Segmentation data:

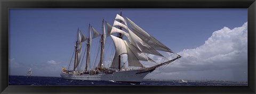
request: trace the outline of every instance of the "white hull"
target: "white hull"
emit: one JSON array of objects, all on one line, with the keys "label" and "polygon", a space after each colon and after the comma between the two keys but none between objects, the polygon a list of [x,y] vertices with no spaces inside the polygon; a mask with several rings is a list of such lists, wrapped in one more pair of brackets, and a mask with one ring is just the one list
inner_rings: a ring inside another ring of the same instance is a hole
[{"label": "white hull", "polygon": [[[61,73],[60,75],[63,79],[69,80],[115,81],[117,82],[140,83],[144,77],[150,72],[149,71],[146,71],[146,69],[139,69],[118,71],[108,74],[105,73],[99,73],[96,75],[84,74],[81,75],[70,73]],[[144,72],[138,73],[141,72]]]}]

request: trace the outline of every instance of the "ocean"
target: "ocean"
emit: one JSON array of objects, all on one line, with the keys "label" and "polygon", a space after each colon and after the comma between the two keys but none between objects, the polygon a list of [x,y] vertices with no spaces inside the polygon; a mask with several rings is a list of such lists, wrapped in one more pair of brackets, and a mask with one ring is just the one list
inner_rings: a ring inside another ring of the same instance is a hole
[{"label": "ocean", "polygon": [[84,81],[63,79],[58,77],[9,76],[9,86],[247,86],[245,82],[213,81],[142,81],[140,84],[133,84],[114,81]]}]

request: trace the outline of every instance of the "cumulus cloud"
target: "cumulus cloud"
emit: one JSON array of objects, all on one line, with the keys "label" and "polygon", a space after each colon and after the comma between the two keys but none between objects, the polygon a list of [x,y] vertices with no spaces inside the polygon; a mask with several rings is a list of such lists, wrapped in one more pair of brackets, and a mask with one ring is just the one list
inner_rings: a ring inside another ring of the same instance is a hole
[{"label": "cumulus cloud", "polygon": [[[247,76],[247,23],[233,29],[224,27],[215,31],[203,45],[194,49],[184,49],[178,54],[182,57],[163,72],[172,76],[178,75],[179,73],[187,74],[191,72],[204,71],[202,74],[218,75],[222,72],[227,73],[226,76],[222,76],[222,74],[219,78],[231,76],[238,78],[233,80],[244,80]],[[228,73],[225,72],[228,69],[231,71]],[[207,72],[209,71],[211,72]]]}]

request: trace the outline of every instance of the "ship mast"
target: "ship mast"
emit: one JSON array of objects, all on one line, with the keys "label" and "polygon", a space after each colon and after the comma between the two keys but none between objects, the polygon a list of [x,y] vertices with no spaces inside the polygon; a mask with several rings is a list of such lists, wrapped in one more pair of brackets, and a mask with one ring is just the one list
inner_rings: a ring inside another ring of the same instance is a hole
[{"label": "ship mast", "polygon": [[87,72],[87,69],[88,67],[88,64],[89,63],[89,58],[90,58],[90,50],[91,49],[91,46],[90,46],[91,43],[90,42],[91,41],[91,32],[90,31],[90,25],[91,25],[91,24],[89,23],[89,28],[88,29],[88,32],[89,33],[88,33],[89,38],[87,41],[87,55],[86,55],[86,65],[85,66],[85,72]]},{"label": "ship mast", "polygon": [[78,31],[79,31],[79,27],[77,29],[77,40],[76,40],[76,46],[75,46],[75,47],[76,48],[76,50],[75,50],[75,62],[74,62],[74,69],[73,69],[73,71],[75,72],[75,69],[76,69],[76,64],[77,63],[77,47],[78,47],[78,46],[77,45],[77,44],[78,44]]},{"label": "ship mast", "polygon": [[[121,8],[121,12],[120,12],[120,15],[122,16],[122,8]],[[120,21],[120,22],[122,23],[122,21]],[[122,30],[122,27],[120,27],[119,28],[119,29],[120,30]],[[123,36],[122,35],[122,33],[119,33],[119,36],[118,36],[118,38],[121,38],[121,39],[123,39]],[[119,55],[118,56],[119,57],[119,66],[118,66],[118,69],[119,70],[120,70],[121,69],[121,55]]]},{"label": "ship mast", "polygon": [[104,40],[103,39],[105,38],[104,38],[104,35],[105,35],[105,33],[104,33],[104,19],[102,19],[102,34],[101,35],[101,38],[100,39],[100,42],[101,42],[101,50],[100,50],[100,65],[99,65],[99,67],[100,67],[100,69],[102,69],[102,67],[101,67],[101,65],[102,65],[102,62],[103,62],[103,50],[104,50]]}]

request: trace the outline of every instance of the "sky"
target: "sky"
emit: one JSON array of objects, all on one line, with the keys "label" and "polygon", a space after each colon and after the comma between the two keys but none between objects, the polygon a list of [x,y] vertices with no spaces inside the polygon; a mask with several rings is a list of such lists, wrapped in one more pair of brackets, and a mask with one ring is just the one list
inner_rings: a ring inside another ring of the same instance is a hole
[{"label": "sky", "polygon": [[[120,8],[11,8],[9,13],[9,75],[26,75],[31,67],[34,76],[60,77],[77,28],[87,36],[90,23],[101,33],[102,19],[113,24]],[[182,56],[146,79],[247,81],[247,8],[123,8],[122,16]],[[92,58],[98,40],[92,41]],[[108,37],[107,53],[111,41]]]}]

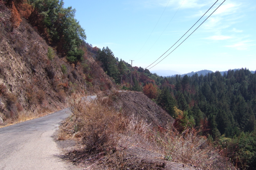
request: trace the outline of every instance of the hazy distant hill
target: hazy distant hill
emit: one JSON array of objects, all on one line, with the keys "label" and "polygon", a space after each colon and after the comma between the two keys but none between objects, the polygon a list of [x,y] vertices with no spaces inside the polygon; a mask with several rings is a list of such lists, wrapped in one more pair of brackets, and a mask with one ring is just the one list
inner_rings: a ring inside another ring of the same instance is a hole
[{"label": "hazy distant hill", "polygon": [[[239,70],[240,69],[233,69],[233,70],[234,70],[234,71],[235,71],[237,70]],[[185,75],[186,75],[188,76],[192,76],[193,75],[193,74],[196,74],[196,73],[197,73],[197,74],[198,75],[200,75],[201,74],[202,74],[203,75],[205,75],[206,74],[208,74],[208,73],[211,73],[211,72],[213,72],[212,71],[209,70],[201,70],[201,71],[196,71],[196,72],[194,72],[194,71],[192,71],[192,72],[191,72],[190,73],[187,73],[186,74],[181,74],[180,75],[181,76],[183,77]],[[223,75],[224,74],[224,73],[227,73],[228,72],[227,71],[220,71],[221,74],[221,75]],[[255,71],[251,71],[251,72],[252,73],[254,74],[255,72]],[[175,77],[176,76],[176,74],[175,75],[169,75],[167,76],[170,76],[170,77]]]},{"label": "hazy distant hill", "polygon": [[170,76],[173,75],[181,74],[181,73],[175,71],[164,70],[158,70],[150,71],[152,73],[156,73],[160,76]]}]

→ **The problem**: Transcribe every record above exactly, leaving out the pictures.

→ **Written response**:
request: trace the outline of every instance of the "white hull"
target: "white hull"
emit: one JSON array of objects, all on one line, with the keys "label" and "polygon", a space after each colon and after the comma between the two keys but none between objects, the polygon a list of [x,y] vertices with no spaces inside the polygon; a mask with several rings is a list of such lists, wrapped in one more pair of brackets, and a mask with one ring is just the one list
inner_rings: a ring inside another ring of the same instance is a hole
[{"label": "white hull", "polygon": [[[61,73],[60,75],[63,79],[69,80],[115,81],[117,82],[140,83],[144,77],[150,72],[149,71],[146,71],[146,69],[139,69],[118,71],[108,74],[105,73],[99,73],[96,75],[84,74],[81,75],[70,73]],[[144,72],[138,73],[141,72]]]}]

request: trace the outline of every instance of the "ocean"
target: "ocean"
emit: one JSON array of objects, all on one line, with the keys "label" and "polygon", a space after each colon and after the comma between the two keys but none between objects, the polygon a list of [x,y] vertices with no spaces inside the polygon; a mask with several rings is a list of such lists, wrapped in one more pair of brackets, and a mask with one ring is just the one list
inner_rings: a ring inside another ring of the same instance is a hole
[{"label": "ocean", "polygon": [[84,81],[63,79],[58,77],[9,76],[9,86],[247,86],[245,82],[213,81],[142,81],[140,84],[133,84],[114,81]]}]

request: trace the outline of every instance of the "cumulus cloud"
target: "cumulus cloud"
emit: one JSON array of objects, all on one line, with the keys "label" and "polygon", a space after each colon and after the comma between the two keys but none between objects, the polygon a list of [x,y] vertices with no spaces inside the polygon; a mask with several rings is a list of such lists, wrapped in one more pair of brackets, and a mask with one ring is just the one list
inner_rings: a ring inside another ring of the same instance is a hole
[{"label": "cumulus cloud", "polygon": [[[247,76],[247,23],[233,29],[224,27],[215,31],[203,45],[194,49],[184,49],[178,54],[182,57],[163,72],[172,76],[178,75],[179,73],[187,74],[191,72],[204,71],[202,74],[218,75],[222,72],[227,73],[226,76],[222,76],[222,74],[219,78],[231,76],[238,78],[233,80],[244,80]],[[228,73],[225,72],[228,69],[231,71]],[[207,72],[209,71],[211,72]]]}]

request: trace the outline of every instance of the "ship mast"
target: "ship mast"
emit: one JSON array of objects, all on one line, with the keys "label" and "polygon", a space after each colon and after the comma between the two keys but none between objects, the polygon a list of [x,y] vertices with no spaces inside the polygon; a mask with several rings is a list of such lists, wrapped in one more pair of brackets, and a mask with one ring is just the one list
inner_rings: a ring inside another ring of the same instance is a hole
[{"label": "ship mast", "polygon": [[87,72],[87,69],[88,67],[88,64],[89,63],[89,58],[90,58],[90,50],[91,49],[91,46],[90,46],[91,43],[90,42],[91,41],[91,32],[90,31],[90,25],[91,25],[91,24],[89,23],[89,28],[88,29],[88,32],[89,33],[88,33],[89,38],[87,41],[87,55],[86,55],[86,65],[85,66],[85,72]]},{"label": "ship mast", "polygon": [[78,31],[79,31],[79,27],[77,29],[77,40],[76,40],[76,46],[75,46],[75,47],[76,48],[76,50],[75,50],[75,62],[74,62],[74,69],[73,69],[73,71],[75,72],[75,69],[76,69],[76,64],[77,63],[77,47],[78,47],[78,46],[77,45],[77,44],[78,44]]},{"label": "ship mast", "polygon": [[[121,8],[121,12],[120,12],[120,15],[122,16],[122,8]],[[120,21],[120,22],[122,23],[122,21]],[[122,30],[122,27],[120,27],[119,28],[119,29],[120,30]],[[123,36],[122,35],[122,33],[119,33],[119,36],[118,36],[118,38],[121,38],[121,39],[123,39]],[[119,55],[118,56],[119,57],[119,66],[118,66],[118,69],[119,70],[120,70],[121,69],[121,55]]]},{"label": "ship mast", "polygon": [[104,40],[103,39],[105,38],[104,38],[104,35],[105,35],[105,33],[104,33],[104,19],[102,19],[102,34],[101,35],[101,38],[100,39],[100,42],[101,42],[101,50],[100,50],[100,65],[99,65],[99,67],[100,67],[100,69],[102,69],[102,67],[101,67],[101,65],[102,65],[102,62],[103,62],[103,50],[104,50]]}]

request: trace the outline of every instance of the "sky"
target: "sky"
emit: one JSON array of objects, all on one line, with the keys "label" and "polygon", a space after each colon and after the comma between the two keys but none between objects, the polygon a list of [x,y] vertices with no spaces inside the polygon; a mask with several rings is a list of such lists, wrapped in one more pair of brackets, and a mask with one ring is just the one list
inner_rings: a ring inside another ring of the same instance is a hole
[{"label": "sky", "polygon": [[[120,8],[11,8],[9,13],[9,75],[26,75],[31,67],[34,76],[60,77],[77,28],[87,36],[90,23],[101,33],[102,19],[113,24]],[[182,56],[146,79],[247,81],[247,8],[123,8],[122,16]],[[92,58],[98,40],[92,41]],[[108,37],[107,53],[111,41]]]}]

request: trace the outline of every instance of the hazy distant hill
target: hazy distant hill
emit: one JSON array of objects, all on one line, with the keys "label" and "polygon", a space after each colon and after the comma between the two keys but none between objects, the polygon a list of [x,y] vertices with no spaces inside the polygon; a mask with several rings is a list of such lists, wrapped in one more pair of brackets, and a mask with one ring is just the one list
inner_rings: a ring inside another ring of the same instance is a hole
[{"label": "hazy distant hill", "polygon": [[[239,70],[240,69],[233,69],[233,70],[234,70],[234,71],[235,71],[237,70]],[[185,75],[186,75],[188,76],[192,76],[193,75],[193,74],[196,74],[196,73],[197,73],[197,74],[198,75],[200,75],[201,74],[202,74],[203,75],[205,75],[206,74],[208,74],[208,73],[211,73],[211,72],[213,72],[212,71],[209,70],[201,70],[201,71],[196,71],[196,72],[194,72],[194,71],[192,71],[192,72],[191,72],[190,73],[187,73],[186,74],[181,74],[180,75],[181,76],[183,77]],[[223,75],[224,74],[224,73],[227,73],[228,72],[227,71],[220,71],[221,74],[221,75]],[[255,71],[251,71],[251,72],[252,73],[254,74],[255,72]],[[175,77],[176,76],[176,74],[175,75],[169,75],[167,76],[170,76],[170,77]]]},{"label": "hazy distant hill", "polygon": [[170,76],[173,75],[181,74],[181,73],[175,71],[164,70],[158,70],[150,71],[152,73],[156,73],[160,76]]}]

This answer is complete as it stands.